:: INPUT ::

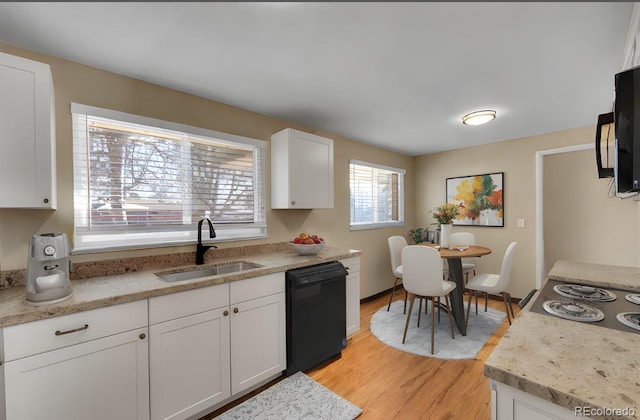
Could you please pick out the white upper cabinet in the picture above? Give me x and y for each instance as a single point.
(301, 170)
(27, 134)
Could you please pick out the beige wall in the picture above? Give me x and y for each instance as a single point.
(517, 159)
(580, 223)
(78, 83)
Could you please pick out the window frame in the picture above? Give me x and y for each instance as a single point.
(123, 238)
(401, 195)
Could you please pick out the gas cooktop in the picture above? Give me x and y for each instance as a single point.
(604, 307)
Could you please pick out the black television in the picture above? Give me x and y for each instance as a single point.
(627, 132)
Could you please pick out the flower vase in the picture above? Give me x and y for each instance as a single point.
(445, 235)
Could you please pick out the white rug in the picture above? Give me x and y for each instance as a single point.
(297, 397)
(388, 327)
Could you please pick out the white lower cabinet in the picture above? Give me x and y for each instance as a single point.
(353, 294)
(509, 403)
(87, 365)
(209, 345)
(258, 331)
(189, 355)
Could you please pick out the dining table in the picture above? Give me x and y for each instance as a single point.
(454, 255)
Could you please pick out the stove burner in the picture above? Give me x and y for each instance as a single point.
(588, 293)
(630, 319)
(573, 311)
(633, 298)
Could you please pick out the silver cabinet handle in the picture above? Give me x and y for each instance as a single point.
(86, 326)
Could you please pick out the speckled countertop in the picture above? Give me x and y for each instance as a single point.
(582, 365)
(142, 283)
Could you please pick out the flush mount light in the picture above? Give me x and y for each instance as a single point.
(479, 117)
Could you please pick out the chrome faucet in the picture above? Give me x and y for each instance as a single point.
(201, 249)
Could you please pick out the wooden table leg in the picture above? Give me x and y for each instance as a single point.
(457, 305)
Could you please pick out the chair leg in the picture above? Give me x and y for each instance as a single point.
(466, 319)
(475, 292)
(393, 289)
(513, 315)
(506, 306)
(446, 299)
(405, 300)
(406, 325)
(420, 309)
(433, 324)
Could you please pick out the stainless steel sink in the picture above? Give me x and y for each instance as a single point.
(217, 270)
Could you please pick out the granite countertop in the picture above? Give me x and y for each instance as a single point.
(106, 290)
(570, 363)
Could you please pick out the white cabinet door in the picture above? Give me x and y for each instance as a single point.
(258, 341)
(189, 359)
(513, 404)
(103, 379)
(27, 135)
(301, 170)
(353, 294)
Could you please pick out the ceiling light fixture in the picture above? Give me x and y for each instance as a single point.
(479, 117)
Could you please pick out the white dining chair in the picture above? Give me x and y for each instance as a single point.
(494, 284)
(396, 245)
(468, 263)
(422, 278)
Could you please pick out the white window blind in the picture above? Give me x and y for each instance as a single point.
(376, 195)
(142, 182)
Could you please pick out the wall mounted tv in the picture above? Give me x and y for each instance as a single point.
(627, 132)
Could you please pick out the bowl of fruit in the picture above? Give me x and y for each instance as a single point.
(305, 244)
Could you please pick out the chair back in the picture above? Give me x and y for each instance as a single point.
(507, 266)
(464, 238)
(422, 270)
(396, 244)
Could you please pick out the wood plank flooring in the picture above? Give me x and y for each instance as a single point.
(390, 384)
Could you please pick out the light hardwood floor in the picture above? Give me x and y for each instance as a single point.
(389, 384)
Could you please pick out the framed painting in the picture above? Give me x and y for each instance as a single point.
(480, 199)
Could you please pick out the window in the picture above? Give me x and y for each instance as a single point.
(142, 182)
(376, 195)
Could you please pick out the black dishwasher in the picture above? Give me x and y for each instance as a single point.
(316, 315)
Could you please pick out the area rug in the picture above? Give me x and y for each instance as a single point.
(388, 327)
(297, 397)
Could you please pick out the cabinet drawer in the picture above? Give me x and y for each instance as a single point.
(55, 333)
(256, 287)
(351, 264)
(177, 305)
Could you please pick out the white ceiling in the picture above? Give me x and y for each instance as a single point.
(395, 75)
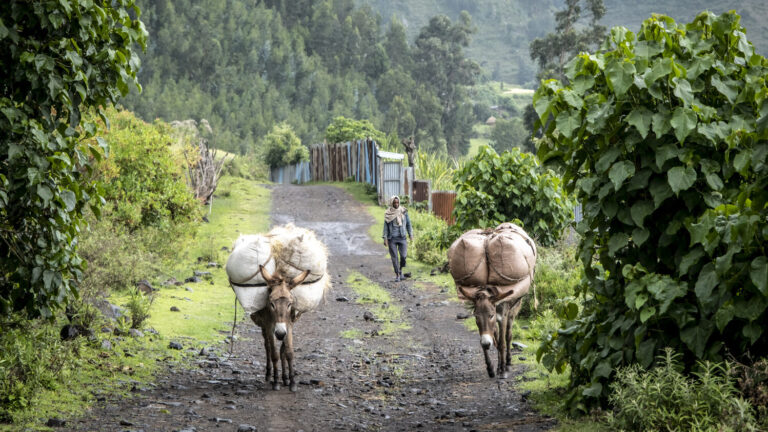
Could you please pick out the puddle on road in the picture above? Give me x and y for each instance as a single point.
(341, 238)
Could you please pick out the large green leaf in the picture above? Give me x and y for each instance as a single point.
(640, 118)
(567, 122)
(620, 75)
(619, 172)
(695, 336)
(683, 122)
(640, 210)
(758, 272)
(706, 282)
(681, 178)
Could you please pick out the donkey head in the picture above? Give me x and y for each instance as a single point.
(280, 298)
(484, 304)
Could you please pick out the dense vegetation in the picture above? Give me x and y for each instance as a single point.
(492, 188)
(246, 67)
(55, 61)
(662, 137)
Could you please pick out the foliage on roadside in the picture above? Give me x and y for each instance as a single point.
(491, 189)
(143, 177)
(343, 129)
(662, 135)
(282, 147)
(58, 58)
(432, 238)
(664, 398)
(437, 168)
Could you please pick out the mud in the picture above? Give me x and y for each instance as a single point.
(430, 376)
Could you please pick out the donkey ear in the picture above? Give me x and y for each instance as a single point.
(465, 293)
(497, 297)
(265, 274)
(299, 279)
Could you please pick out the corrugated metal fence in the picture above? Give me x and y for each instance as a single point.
(338, 162)
(297, 174)
(442, 205)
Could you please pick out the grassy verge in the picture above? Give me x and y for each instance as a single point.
(546, 388)
(379, 302)
(108, 365)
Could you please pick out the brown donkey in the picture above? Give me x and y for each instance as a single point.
(276, 320)
(490, 310)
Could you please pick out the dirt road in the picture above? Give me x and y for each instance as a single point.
(426, 374)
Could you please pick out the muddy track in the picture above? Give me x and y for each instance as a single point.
(430, 376)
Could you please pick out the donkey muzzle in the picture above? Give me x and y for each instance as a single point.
(280, 330)
(486, 341)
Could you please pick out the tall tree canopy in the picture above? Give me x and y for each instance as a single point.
(56, 58)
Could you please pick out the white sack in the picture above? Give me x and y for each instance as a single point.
(297, 249)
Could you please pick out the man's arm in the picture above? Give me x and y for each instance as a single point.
(408, 225)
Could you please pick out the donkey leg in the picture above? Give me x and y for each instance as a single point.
(288, 344)
(274, 354)
(268, 354)
(502, 341)
(284, 361)
(488, 362)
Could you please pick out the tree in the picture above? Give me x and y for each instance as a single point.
(58, 58)
(343, 129)
(507, 134)
(442, 67)
(571, 37)
(663, 137)
(282, 147)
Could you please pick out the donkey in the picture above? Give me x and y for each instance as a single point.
(490, 310)
(276, 320)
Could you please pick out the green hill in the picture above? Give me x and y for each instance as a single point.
(505, 28)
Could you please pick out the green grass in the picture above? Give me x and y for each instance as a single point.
(379, 302)
(242, 207)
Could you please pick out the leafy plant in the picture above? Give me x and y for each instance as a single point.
(665, 399)
(143, 178)
(662, 136)
(138, 307)
(32, 357)
(58, 58)
(491, 189)
(282, 147)
(437, 168)
(343, 129)
(433, 238)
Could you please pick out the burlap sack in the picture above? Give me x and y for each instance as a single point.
(248, 253)
(510, 256)
(308, 296)
(466, 259)
(242, 268)
(297, 249)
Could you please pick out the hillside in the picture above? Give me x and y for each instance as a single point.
(506, 27)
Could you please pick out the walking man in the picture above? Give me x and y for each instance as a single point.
(396, 225)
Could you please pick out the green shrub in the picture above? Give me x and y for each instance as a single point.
(432, 237)
(491, 189)
(558, 273)
(143, 176)
(664, 399)
(663, 138)
(138, 308)
(32, 357)
(343, 129)
(282, 147)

:: WORK TO DO ::
Every line of the material is to be quoted exactly, with no pictures carried over.

:: TASK RESPONSE ::
Could you please pick out the white upper cabinet in the picture above? Give me x and y for each instance as a single point.
(301, 170)
(27, 134)
Could you please pick out the beige wall in the picture above? Give me x and y for each instance as a single point.
(517, 159)
(580, 223)
(78, 83)
Could you please pick out the window frame in the picture above? Give me x and y for each instance as a single point.
(123, 238)
(401, 195)
Could you please pick out the gas cooktop in the picture above? Give me x and y for each instance as a single point.
(604, 307)
Could you please pick out the black television in the picture above? Give me x and y for each instance as a single point.
(627, 132)
Could you please pick out the flower vase in the picture above? Give me x and y for each instance as a single point.
(445, 235)
Could you please pick out the white rug in the picture above? Give me x and y for each instance as a single point.
(297, 397)
(388, 327)
Could you please pick out the white lower cabinet in the picture above? Give me x and y for each instance as a single point.
(353, 294)
(509, 403)
(87, 365)
(209, 345)
(258, 331)
(189, 355)
Could you please pick out the dining table in the picture above? Give me x and y for each instance as a single point.
(454, 255)
Could you please pick out the stove burner in the picture above? Give me x and y for each instance as a single point.
(588, 293)
(630, 319)
(573, 311)
(633, 298)
Could you please pick out the silver cabinet handle in the picture above? Give me x and y for each instance as a single point.
(86, 326)
Could you please pick out the speckled countertop in the picture above? Give me x and y for each instance as a single point.
(582, 365)
(142, 283)
Could you please pick out the flush mount light in the picture above? Give me x and y for each instance as a single point.
(479, 117)
Could you please pick out the chrome faucet in the picture above? Give me x and y for each instance as a single point.
(201, 249)
Could you please pick out the wooden table leg in the picture above? Give me x and y for each instance as a single point.
(457, 305)
Could you please pick out the chair leg in the picture above? Give me x and y for each instance as a single point.
(466, 319)
(475, 292)
(393, 289)
(513, 315)
(506, 306)
(446, 299)
(405, 300)
(406, 325)
(420, 309)
(433, 324)
Could you please pick out the stainless steel sink in the picture above? Give me x and y for each instance as a single point.
(217, 270)
Could you please pick out the granite countertop in the picture above? Give me x and y for each instance as a single point.
(106, 290)
(570, 363)
Could you please pick out the white cabinet door in the picture above? Give me x and y for each instance as a single point.
(258, 341)
(189, 359)
(513, 404)
(103, 379)
(27, 135)
(301, 170)
(353, 294)
Could you please pick out the ceiling light fixture in the picture above? Give me x and y for each instance as a single point.
(479, 117)
Could you please pick out the white dining chair in the picture above? Give me x and y for each instance as a single point.
(494, 284)
(396, 245)
(468, 263)
(422, 278)
Could you please pick out the white window blind in the picture above? Give me x and y for each instance as a single point.
(376, 195)
(142, 182)
Could you please pick out the wall mounted tv in the picture above? Give me x and y for each instance as a single point.
(627, 132)
Could you please pick out the bowl of fruit in the picture above? Give me x and y for each instance as a single point.
(305, 244)
Could you please pick out the chair back in the picture above? Give me x and y for each instance as a single point.
(507, 266)
(464, 238)
(422, 270)
(396, 244)
Could you please pick out the wood plank flooring in the picture above? Give me x and y for each instance as a single point.
(390, 384)
Could you please pick out the light hardwood floor in the picture above? Give me x and y for each instance as a single point.
(389, 384)
Could you please pick out the framed painting in the picture above? Give me x and y for each instance as a single point.
(480, 199)
Could you please pick out the window in the picture above? Give me x and y for each instance as a single point.
(142, 182)
(376, 195)
Could you please pick out the black dishwasher in the picture above? Give me x and y for each instance as a single point.
(316, 315)
Could you please pick out the area rug in the picture above? Give me x and y for each instance as a single point.
(388, 327)
(297, 397)
Could you please pick out the cabinet drawer in the picture above? Give me x and y for each instance as a single point.
(55, 333)
(256, 287)
(351, 264)
(177, 305)
Could you please pick out the white ceiling in the picture above? Give me x and y for each instance as a single point.
(395, 75)
Could you please pick out the puddle on road in the picture above? Give me x and y for each instance as a single point.
(341, 238)
Could you please pick out the large green leaf in the picture above? Give me x and y for each instance as a single point.
(640, 118)
(567, 122)
(620, 75)
(619, 172)
(695, 336)
(683, 122)
(640, 210)
(758, 272)
(706, 282)
(681, 178)
Could you please pick out the donkey head in the picture above? Give me x and y for each instance as a single point.
(280, 298)
(484, 304)
Could you please pick out the dense vegetation in the picture above? Give me x and y for each instance as a single point.
(492, 188)
(246, 67)
(55, 61)
(662, 137)
Could you please pick out the foliage on roadside in the picture above? Give me x and y for each instance as a single point.
(491, 189)
(143, 177)
(343, 129)
(662, 135)
(282, 147)
(58, 58)
(432, 238)
(664, 398)
(437, 168)
Could you please pick out the mud in the picture above? Give me x and y for each instance as a single point.
(430, 376)
Could you please pick out the donkey ear in the picture above? Give me x and y for each instance as a single point.
(465, 293)
(497, 297)
(265, 274)
(299, 279)
Could you please pick out the corrugated metal fence in the picture above? Give me x and y for each instance as a single point.
(338, 162)
(297, 174)
(442, 205)
Could you please pick out the grassy verge in the picture above? Give me x and y for each instance as a single point.
(546, 388)
(379, 302)
(108, 365)
Could you please pick out the brown donkey in the picture above? Give me x and y for each instance as a single point.
(276, 320)
(490, 310)
Could you please pick out the dirt road in the picture above? Give me x and y for each instance as a single point.
(426, 374)
Could you please pick out the muddy track in the picture above? Give me x and y for each instance as a single point.
(430, 376)
Could you please pick out the donkey muzzle in the picture above? Give me x and y for each instance as a single point.
(280, 330)
(486, 341)
Could you please pick out the tall tree canopy in the picture above? Give me x and y for each instance as a single point.
(56, 58)
Could you please pick out the white sack in the picture above? Give me x and y for each instance as a single point.
(297, 249)
Could you please pick out the man's arm in the picture above? Give me x and y for each instance as a single point.
(408, 225)
Could you please pick out the donkey leg in the picture above? Give me x and y for each instance as a single point.
(288, 344)
(274, 354)
(268, 354)
(502, 341)
(284, 361)
(488, 362)
Could you please pick out the tree in the picture above? Give me x and y for each instance as a single point.
(58, 58)
(343, 129)
(507, 134)
(442, 67)
(571, 37)
(663, 137)
(282, 147)
Could you please pick out the donkey in the picture above? Give me x and y for each instance as a single point.
(490, 310)
(276, 320)
Could you please pick out the green hill in the picture above? Give me x and y for each instance as a single point.
(505, 28)
Could you please pick out the green grass in the picture above? Give me x and y for each instance as a single point.
(379, 302)
(242, 207)
Could you please pick out the leafy plant in the picture above? Give me x and y for each instance as a single point.
(665, 399)
(143, 178)
(662, 136)
(138, 307)
(32, 357)
(58, 58)
(491, 189)
(282, 147)
(437, 168)
(343, 129)
(433, 238)
Could you please pick out the burlap sack in the picture above? Give me x and y for each instance as a single point.
(248, 253)
(510, 256)
(308, 296)
(466, 259)
(242, 268)
(297, 249)
Could you please pick out the hillside in the picture above? Give me x and y for each instance as a single point.
(506, 27)
Could you please pick out the walking man in the picture above? Give me x and y for each instance as a single point.
(396, 225)
Could you please pick out the green shrub in the picture above? Give me x and y for each instance as a single point.
(432, 237)
(491, 189)
(558, 273)
(143, 176)
(664, 399)
(663, 138)
(138, 308)
(32, 357)
(343, 129)
(282, 147)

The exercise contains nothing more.